Items from a dataset
· · ·
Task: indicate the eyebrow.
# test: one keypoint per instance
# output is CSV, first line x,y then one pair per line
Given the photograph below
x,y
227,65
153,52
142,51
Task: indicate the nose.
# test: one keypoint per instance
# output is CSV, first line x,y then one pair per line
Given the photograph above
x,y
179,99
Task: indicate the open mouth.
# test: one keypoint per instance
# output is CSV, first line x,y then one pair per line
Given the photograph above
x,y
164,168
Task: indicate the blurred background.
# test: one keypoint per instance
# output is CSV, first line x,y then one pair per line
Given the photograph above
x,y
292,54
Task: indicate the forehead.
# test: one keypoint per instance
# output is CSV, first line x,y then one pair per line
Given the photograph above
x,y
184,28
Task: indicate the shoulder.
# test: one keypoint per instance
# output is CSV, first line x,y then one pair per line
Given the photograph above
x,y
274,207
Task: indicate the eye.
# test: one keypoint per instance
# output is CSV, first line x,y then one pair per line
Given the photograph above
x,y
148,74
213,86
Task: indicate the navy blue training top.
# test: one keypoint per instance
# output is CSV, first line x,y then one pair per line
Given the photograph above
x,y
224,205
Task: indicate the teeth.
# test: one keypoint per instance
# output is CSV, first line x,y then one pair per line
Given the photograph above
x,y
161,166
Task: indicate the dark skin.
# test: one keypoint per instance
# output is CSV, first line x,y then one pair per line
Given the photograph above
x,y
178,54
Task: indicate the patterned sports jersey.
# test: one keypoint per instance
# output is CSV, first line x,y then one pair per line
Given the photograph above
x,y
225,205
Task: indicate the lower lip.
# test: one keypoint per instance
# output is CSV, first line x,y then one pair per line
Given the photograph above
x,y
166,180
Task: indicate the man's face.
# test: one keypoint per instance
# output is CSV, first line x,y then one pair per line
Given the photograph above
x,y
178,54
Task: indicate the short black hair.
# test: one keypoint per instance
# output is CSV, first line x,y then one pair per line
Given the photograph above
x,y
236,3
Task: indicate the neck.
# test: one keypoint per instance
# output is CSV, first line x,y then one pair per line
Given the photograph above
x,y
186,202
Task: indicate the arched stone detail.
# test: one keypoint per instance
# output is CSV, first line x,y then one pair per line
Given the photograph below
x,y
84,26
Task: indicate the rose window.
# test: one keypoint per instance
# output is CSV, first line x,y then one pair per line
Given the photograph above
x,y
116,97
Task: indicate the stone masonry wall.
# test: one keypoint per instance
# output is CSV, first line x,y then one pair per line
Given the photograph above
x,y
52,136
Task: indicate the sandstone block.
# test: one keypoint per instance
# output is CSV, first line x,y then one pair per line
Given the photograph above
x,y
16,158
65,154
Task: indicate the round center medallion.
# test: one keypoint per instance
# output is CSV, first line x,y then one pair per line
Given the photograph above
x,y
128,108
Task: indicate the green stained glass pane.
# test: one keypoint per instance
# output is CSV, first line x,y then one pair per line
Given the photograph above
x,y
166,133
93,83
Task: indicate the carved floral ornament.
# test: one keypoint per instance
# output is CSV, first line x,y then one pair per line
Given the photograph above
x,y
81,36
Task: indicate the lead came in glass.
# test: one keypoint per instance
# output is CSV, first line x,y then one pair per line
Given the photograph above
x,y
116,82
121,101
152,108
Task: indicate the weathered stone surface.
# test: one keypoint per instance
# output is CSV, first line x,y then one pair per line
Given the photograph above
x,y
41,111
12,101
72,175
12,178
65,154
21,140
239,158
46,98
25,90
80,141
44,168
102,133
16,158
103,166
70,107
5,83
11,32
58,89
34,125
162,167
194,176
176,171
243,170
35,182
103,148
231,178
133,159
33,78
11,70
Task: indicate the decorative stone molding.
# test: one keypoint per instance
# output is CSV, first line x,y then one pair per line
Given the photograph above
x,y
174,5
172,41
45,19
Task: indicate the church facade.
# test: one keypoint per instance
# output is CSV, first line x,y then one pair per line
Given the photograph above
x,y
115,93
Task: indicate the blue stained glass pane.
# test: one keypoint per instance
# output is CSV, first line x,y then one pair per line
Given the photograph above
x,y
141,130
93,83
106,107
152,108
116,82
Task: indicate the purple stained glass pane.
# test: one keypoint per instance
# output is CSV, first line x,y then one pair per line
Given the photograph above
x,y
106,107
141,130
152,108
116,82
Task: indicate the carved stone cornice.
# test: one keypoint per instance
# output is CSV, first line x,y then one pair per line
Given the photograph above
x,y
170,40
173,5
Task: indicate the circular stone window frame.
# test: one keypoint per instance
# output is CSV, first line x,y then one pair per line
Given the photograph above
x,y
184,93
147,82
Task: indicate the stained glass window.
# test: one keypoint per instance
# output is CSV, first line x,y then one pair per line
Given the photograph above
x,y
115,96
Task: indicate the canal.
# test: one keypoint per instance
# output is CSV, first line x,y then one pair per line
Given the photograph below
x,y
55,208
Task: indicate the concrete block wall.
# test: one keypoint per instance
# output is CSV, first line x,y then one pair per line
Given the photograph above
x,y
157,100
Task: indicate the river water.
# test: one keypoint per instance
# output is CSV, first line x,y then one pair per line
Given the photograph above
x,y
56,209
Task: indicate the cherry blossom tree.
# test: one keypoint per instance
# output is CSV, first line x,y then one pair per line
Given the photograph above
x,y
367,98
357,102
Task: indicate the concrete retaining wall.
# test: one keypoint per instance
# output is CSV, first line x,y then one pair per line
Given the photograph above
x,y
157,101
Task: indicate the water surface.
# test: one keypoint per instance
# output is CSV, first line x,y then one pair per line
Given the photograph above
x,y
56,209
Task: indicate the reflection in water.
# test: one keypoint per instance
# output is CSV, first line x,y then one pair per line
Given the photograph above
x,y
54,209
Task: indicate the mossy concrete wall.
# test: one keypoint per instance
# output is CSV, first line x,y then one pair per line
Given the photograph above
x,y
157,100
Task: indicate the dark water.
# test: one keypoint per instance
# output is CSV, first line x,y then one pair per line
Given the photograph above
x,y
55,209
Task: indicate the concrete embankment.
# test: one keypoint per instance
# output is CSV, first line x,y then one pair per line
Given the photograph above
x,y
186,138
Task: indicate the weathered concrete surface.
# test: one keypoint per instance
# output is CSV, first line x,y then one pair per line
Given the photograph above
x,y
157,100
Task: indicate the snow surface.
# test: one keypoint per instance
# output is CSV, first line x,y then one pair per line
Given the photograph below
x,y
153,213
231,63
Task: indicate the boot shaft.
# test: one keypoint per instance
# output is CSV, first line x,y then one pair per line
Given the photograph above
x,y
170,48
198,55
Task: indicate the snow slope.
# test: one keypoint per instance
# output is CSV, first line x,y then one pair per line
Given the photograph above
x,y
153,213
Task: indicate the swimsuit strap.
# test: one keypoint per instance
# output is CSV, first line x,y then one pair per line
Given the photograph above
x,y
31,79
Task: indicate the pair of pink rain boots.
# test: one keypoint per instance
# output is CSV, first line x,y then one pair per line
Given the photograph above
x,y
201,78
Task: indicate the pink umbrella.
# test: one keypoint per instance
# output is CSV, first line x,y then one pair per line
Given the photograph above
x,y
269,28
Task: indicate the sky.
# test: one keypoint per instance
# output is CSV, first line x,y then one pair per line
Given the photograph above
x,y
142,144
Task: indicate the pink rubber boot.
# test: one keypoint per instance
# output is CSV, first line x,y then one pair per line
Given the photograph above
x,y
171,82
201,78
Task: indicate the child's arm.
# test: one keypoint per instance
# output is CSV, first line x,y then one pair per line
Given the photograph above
· · ·
Without changing a word, restate the whole listing.

# In response
Task: indicate the eyebrow.
# test: one keypoint per instance
# output is CSV, first line x,y then one pair per line
Given the photograph below
x,y
227,65
153,52
142,51
Task: indicate the nose.
# test: one keypoint per instance
# output is CSV, first line x,y then one pair per line
Given the photograph above
x,y
179,99
Task: indicate the open mouth.
# test: one keypoint per instance
# output is CSV, first line x,y then one pair per line
Given the photograph above
x,y
164,168
Task: indicate the blurred background.
# test: one keypoint per instance
# output is CSV, first line x,y then one pair per line
Given the photograph above
x,y
292,54
Task: indicate the forehead.
# test: one keypoint per instance
# output is CSV, first line x,y then one pair per line
Given the photograph above
x,y
184,28
Task: indicate the shoulder.
# test: one keypoint per instance
# output is CSV, first line x,y then one pair per line
Given the photograph above
x,y
274,207
Task: indicate the eye.
# test: one keypoint per instance
# output is CSV, first line x,y then one pair per line
Given the photograph above
x,y
148,74
213,86
Task: indicate the navy blue training top.
# test: one keypoint per instance
# output is CSV, first line x,y then one pair per line
Given the photograph above
x,y
224,205
Task: indicate the teeth.
# test: one keypoint per instance
# output is CSV, first line x,y then one pair per line
Given the photograph above
x,y
161,166
Task: indicate the dark skin.
# test: one keypoint per instance
# output is CSV, first line x,y then one pair per line
Given the photograph above
x,y
178,54
Task: indicate the patterned sports jersey.
# test: one keypoint per instance
# output is CSV, first line x,y then one pair per line
Given the photograph above
x,y
225,205
Task: indicate the lower lip.
# test: one keypoint per instance
# output is CSV, first line x,y then one pair per line
Given the photograph above
x,y
166,180
Task: indicate the man's face.
# test: one keypoint per instance
# output is CSV, first line x,y then one pair per line
Given the photograph above
x,y
178,54
Task: indicate the short black hair.
# test: one keypoint per instance
# output is CSV, first line x,y then one pair per line
Given the photograph above
x,y
236,3
Task: indicate the neck.
# test: one keypoint per instance
# output is CSV, first line x,y then one pair per line
Given the photograph above
x,y
186,202
Task: indicate the arched stone detail.
# test: one keypoint per instance
# output is CSV, first line x,y then one pair per line
Given the photograph below
x,y
84,26
Task: indicate the rose window.
# test: one keypoint per instance
# output is CSV, first line x,y then one pair per line
Given the photograph above
x,y
116,97
Task: indicate the stone masonry wall.
# test: one keypoint per instance
# output is CSV, first line x,y then one pair per line
Given the photograph above
x,y
52,136
Task: indicate the sandstone block.
# test: one keypoint per instance
# output is CSV, first line x,y then one pair per line
Given the photograph above
x,y
16,158
65,154
Task: indicate the round center medallion.
# test: one keypoint per instance
# output is CSV, first line x,y then one pair per line
Given the photograph above
x,y
128,108
Task: indicate the green stained glass pane.
# test: one keypoint per instance
# output is CSV, first line x,y then one pair per line
Given the photograph above
x,y
166,133
93,83
Task: indicate the carved floral ornament.
# test: one keypoint per instance
# output is CSV, first line x,y then one pair per line
Given the photograph above
x,y
81,36
Task: indicate the lead came in glass.
# test: one keypoint per instance
# output is CSV, first line x,y then one pair per line
Given the photograph above
x,y
116,82
121,101
152,108
Task: indicate the weathered stone surface.
# test: one keypoint per instance
# output is CSV, first line x,y then one pair per line
Given the photograph above
x,y
41,111
12,101
72,175
12,178
65,154
21,140
239,158
46,98
25,90
80,141
44,168
102,133
16,158
103,166
70,107
5,83
11,32
58,89
34,125
162,167
194,176
176,171
243,170
35,182
103,148
231,178
133,159
33,78
11,70
Task: indicate the decorative stone molding.
# test: one keypoint per instance
# output is CSV, first line x,y then one pair per line
Given the photograph above
x,y
174,5
172,41
45,19
Task: indicate the church facade.
# test: one keypoint per instance
# output is CSV, first line x,y then one pair per line
Given the photograph above
x,y
115,93
Task: indicate the blue stained glass pane.
# test: one keypoint per instance
# output is CSV, first line x,y then one pair per line
Given the photograph above
x,y
141,130
93,83
106,107
152,108
116,82
Task: indicate the purple stained glass pane.
# test: one keypoint per instance
# output is CSV, first line x,y then one pair per line
Given the photograph above
x,y
106,107
141,130
152,108
116,82
Task: indicate the carved stone cornice.
# test: one keypoint per instance
# output is CSV, first line x,y then one pair per line
Given the photograph above
x,y
170,40
173,5
Task: indicate the circular stone window frame.
# test: one keypoint per instance
# output is CSV, first line x,y then one pair per line
Given the photograph above
x,y
184,93
147,82
Task: indicate the stained glass window.
# test: one keypoint per instance
# output is CSV, first line x,y then one pair per line
Given the photograph above
x,y
115,96
Task: indicate the canal.
# test: one keypoint per instance
# output is CSV, first line x,y then one pair per line
Given the photograph below
x,y
55,208
Task: indicate the concrete block wall.
# test: one keypoint per instance
# output is CSV, first line x,y then one pair per line
Given the photograph above
x,y
157,100
Task: indicate the river water.
# test: one keypoint per instance
# output is CSV, first line x,y then one pair per line
Given the photograph above
x,y
56,209
Task: indicate the cherry blossom tree.
# test: one keypoint per instance
# output is CSV, first line x,y then one pair per line
Given the photograph above
x,y
367,98
357,102
Task: indicate the concrete retaining wall.
# test: one keypoint per instance
# output is CSV, first line x,y then one pair per line
Given the photograph above
x,y
157,101
Task: indicate the water surface.
# test: one keypoint per instance
# output is CSV, first line x,y then one pair per line
Given the photograph above
x,y
56,209
Task: indicate the reflection in water.
# test: one keypoint per instance
# output is CSV, first line x,y then one pair per line
Given the photograph above
x,y
54,209
Task: indicate the mossy concrete wall.
# test: one keypoint per instance
# output is CSV, first line x,y then one pair per line
Given the photograph above
x,y
157,100
Task: indicate the dark water.
# test: one keypoint per instance
# output is CSV, first line x,y then one pair per line
Given the photograph above
x,y
55,209
Task: indicate the concrete embankment.
# test: one keypoint per instance
# output is CSV, first line x,y then one pair per line
Given the photograph above
x,y
186,138
Task: indicate the weathered concrete surface.
# test: one keypoint per instance
# output is CSV, first line x,y then one pair per line
Given the photograph above
x,y
157,100
Task: indicate the snow surface.
# test: one keypoint per instance
# output is CSV, first line x,y then one pair per line
Given the photograph below
x,y
153,213
231,63
Task: indicate the boot shaft.
# test: one keypoint per instance
# output is CSV, first line x,y then one pair per line
Given the photograph above
x,y
170,48
198,55
Task: indicate the snow slope.
# test: one keypoint per instance
# output is CSV, first line x,y then one pair per line
Given the photograph above
x,y
153,213
Task: indicate the swimsuit strap.
# test: one keypoint per instance
# output is CSV, first line x,y then one pair per line
Given the photograph above
x,y
31,79
Task: indicate the pair of pink rain boots.
# test: one keypoint per instance
# output is CSV, first line x,y then one pair per line
Given the photograph above
x,y
201,78
Task: indicate the pink umbrella.
# test: one keypoint per instance
# output is CSV, first line x,y then one pair per line
Given the photograph above
x,y
269,28
Task: indicate the sky.
# test: one keypoint per instance
# output is CSV, first line x,y then one pair per line
Given the photograph above
x,y
142,144
Task: indicate the pink rubber boot.
# test: one keypoint per instance
# output is CSV, first line x,y then one pair per line
Given the photograph above
x,y
171,82
201,78
Task: indicate the child's arm.
# test: one keypoint per instance
# output is CSV, first line x,y then one pair per line
Given the photograph above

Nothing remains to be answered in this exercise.